(PASAJE SELECCIONADO):

________________________________________

(NORAYAGU
CONTRA LUCIO CORNELIO / ÑEÑECO MELEO CONTRA BILLY EL NIÑO)
En los
alrededores de la finca donde nació mi madre, allá en Cuba, en una esquina de la
linde norte de la Ciénaga de Zapata, Ñeñeco Meleo capitanea (espero que todavía
opere en la zona) la tropa de espectros nocturnos que agitó mis veranos
infantiles y guajiros. Se trata de un fantasma que arrastra varias cadenas, y
que aprovecha las ancas desocupadas de cualquier caballo montado, para, sin ser
visto, pero firmemente asido a la cintura de su jinete, viajar de un lado a
otro de su particular Calvario, a la vez que canturrea con un ritmo (aunque machacón)
dulce: ñeñeco meleo, ñeñeco meleo, ñeñeco
meleo… Varios amigos y familiares míos, mientras volvían a casa de noche,
después de ver a su novia, parrandear con los colegas o patrullar un campo
sembrado, sufrieron el referido abordaje. Todos sabían que debían mantenerse
tranquilos, que Ñeñeco era (¿seguirá siendo?) inofensivo si el jinete se mostraba
cómplice: Llegado el fin de su trayecto, soltaba la cintura de su benefactor, se
tiraba de la bestia sin más, y seguía con su canturreo a la espera de la
próxima cabalgadura nocturna cuya dirección le viniera bien… Nunca nadie dijo algo
que me hiciera suponer una posible reacción violenta del espectro encadenado,
cantor y viajero… Esta noche, sin embargo, me vino a la memoria de una manera rara:
mientras soñaba, (yo / soñaba, creo, pues no sé ahora mismo qué parte de la
memoria erguida debo adjudicar al sueño o a la vigilia espoleada) Ñeñeco Meleo
abordó las ancas de un caballo negro que montaba…
Me siento bien. Acabo de leer El arma secreta, de Fernández Pequeño. Nueve cuentos de diferente extensión, que obedecen sin embargo a una misma y única máxima: parva propia magna; magna aliena parva, que diría Lope; y que podemos traducir como: lo pequeño, siendo propio, es grande; lo grande, siendo ajeno, es pequeño. Y créanme: toda esta “pequeñez” redundante, y puede que alborotada, no responde aquí a un mero juego de palabras.
El arma secreta es un libro que recomiendo sin cautelas. Es un libro desigual, como lo es todo compendio de cuentos, poemas, ensayos, artículos, discursos… (Lo es El Decamerón. ¿No lo va a ser éste, en plena resaca postmoderna?). Pero es un libro desigual que parte de un nivel envidiable: tiene cuentos buenos, muy buenos y excelentes; y que a la postre resulta igualado por arriba, gracias a un agente importantísimo: el estilo del autor. Sí, el estilo. Sólo los no enterados (de primeras pude decir idiotas) pueden creerse eso de que en el arte el fondo importa tanto o más que la forma.

________________________________________

(LÍNEAS EXTRAÍDAS):

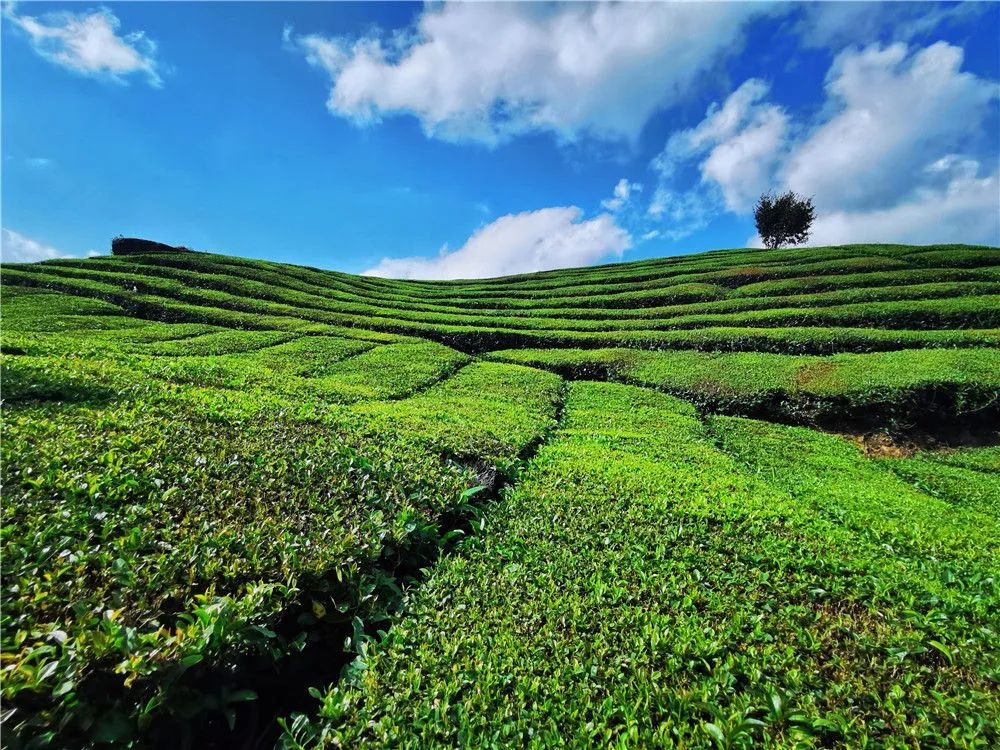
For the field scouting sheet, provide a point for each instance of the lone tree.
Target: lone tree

________________________________________

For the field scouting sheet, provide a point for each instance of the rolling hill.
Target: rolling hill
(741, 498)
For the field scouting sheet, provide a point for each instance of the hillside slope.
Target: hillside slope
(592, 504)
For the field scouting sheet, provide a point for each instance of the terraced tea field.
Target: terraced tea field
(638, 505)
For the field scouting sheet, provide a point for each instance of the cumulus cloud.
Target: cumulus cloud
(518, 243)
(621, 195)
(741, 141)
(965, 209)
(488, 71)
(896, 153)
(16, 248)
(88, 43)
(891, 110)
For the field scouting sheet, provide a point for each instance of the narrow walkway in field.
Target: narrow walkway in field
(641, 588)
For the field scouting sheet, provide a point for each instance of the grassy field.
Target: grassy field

________________________________________

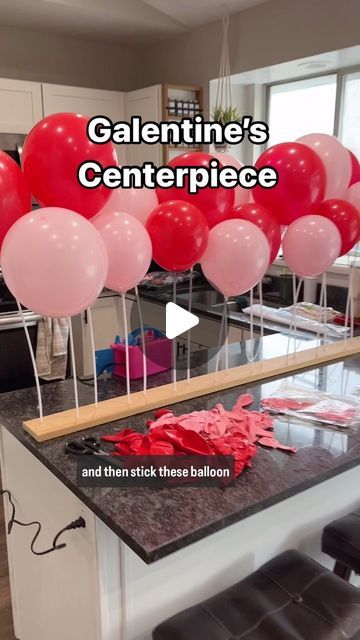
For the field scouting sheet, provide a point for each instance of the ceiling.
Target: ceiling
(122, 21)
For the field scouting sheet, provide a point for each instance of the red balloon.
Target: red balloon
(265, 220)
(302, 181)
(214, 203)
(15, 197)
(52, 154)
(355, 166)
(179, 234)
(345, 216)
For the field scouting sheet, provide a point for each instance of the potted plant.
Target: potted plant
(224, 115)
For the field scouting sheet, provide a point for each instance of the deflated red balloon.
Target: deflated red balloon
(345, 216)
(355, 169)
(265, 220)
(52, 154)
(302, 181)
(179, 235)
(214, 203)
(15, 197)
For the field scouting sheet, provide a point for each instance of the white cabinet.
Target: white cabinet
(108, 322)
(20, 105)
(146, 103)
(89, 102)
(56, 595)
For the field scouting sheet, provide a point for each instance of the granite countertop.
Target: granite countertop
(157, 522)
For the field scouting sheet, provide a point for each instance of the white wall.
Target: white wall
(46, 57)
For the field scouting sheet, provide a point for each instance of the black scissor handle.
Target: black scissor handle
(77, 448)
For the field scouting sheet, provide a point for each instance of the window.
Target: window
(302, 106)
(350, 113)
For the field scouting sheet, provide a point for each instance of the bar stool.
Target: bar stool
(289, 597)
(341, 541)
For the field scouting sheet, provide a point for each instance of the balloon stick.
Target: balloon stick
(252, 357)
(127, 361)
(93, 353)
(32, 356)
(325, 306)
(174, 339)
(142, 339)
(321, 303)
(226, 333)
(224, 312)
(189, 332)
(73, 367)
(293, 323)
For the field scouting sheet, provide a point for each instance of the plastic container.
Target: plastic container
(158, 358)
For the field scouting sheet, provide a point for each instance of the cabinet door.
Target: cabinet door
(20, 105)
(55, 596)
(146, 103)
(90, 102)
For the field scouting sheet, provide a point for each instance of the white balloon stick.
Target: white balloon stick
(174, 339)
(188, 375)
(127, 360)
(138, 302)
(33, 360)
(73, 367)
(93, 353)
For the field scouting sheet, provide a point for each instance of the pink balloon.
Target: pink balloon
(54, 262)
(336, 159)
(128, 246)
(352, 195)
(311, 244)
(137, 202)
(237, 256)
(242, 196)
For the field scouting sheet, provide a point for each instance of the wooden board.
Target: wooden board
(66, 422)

________________________________________

(TAREAS POR RESOLVER):
a – ¿Concuerdan con el pasaje seleccionado estas afirmaciones? Contesta sí o no a cada una y cita textualmente las palabras que lo deciden: (i) Ñeñeco Meleo arrastra varias cadenas; (ii) El arma secreta reúne doce cuentos; (iii) el libro se recomienda con reservas.
b – Según el pasaje seleccionado, ¿en qué lugar de Cuba está la finca donde nació la madre de quien narra?
Las líneas provienen de una fuente distinta a la del pasaje.

(RESPUESTAS):
a –
(i) Sí: "Se trata de un fantasma que arrastra varias cadenas".
(ii) No: "Nueve cuentos de diferente extensión".
(iii) No: "El arma secreta es un libro que recomiendo sin cautelas".

b – En una esquina de la linde norte de la Ciénaga de Zapata.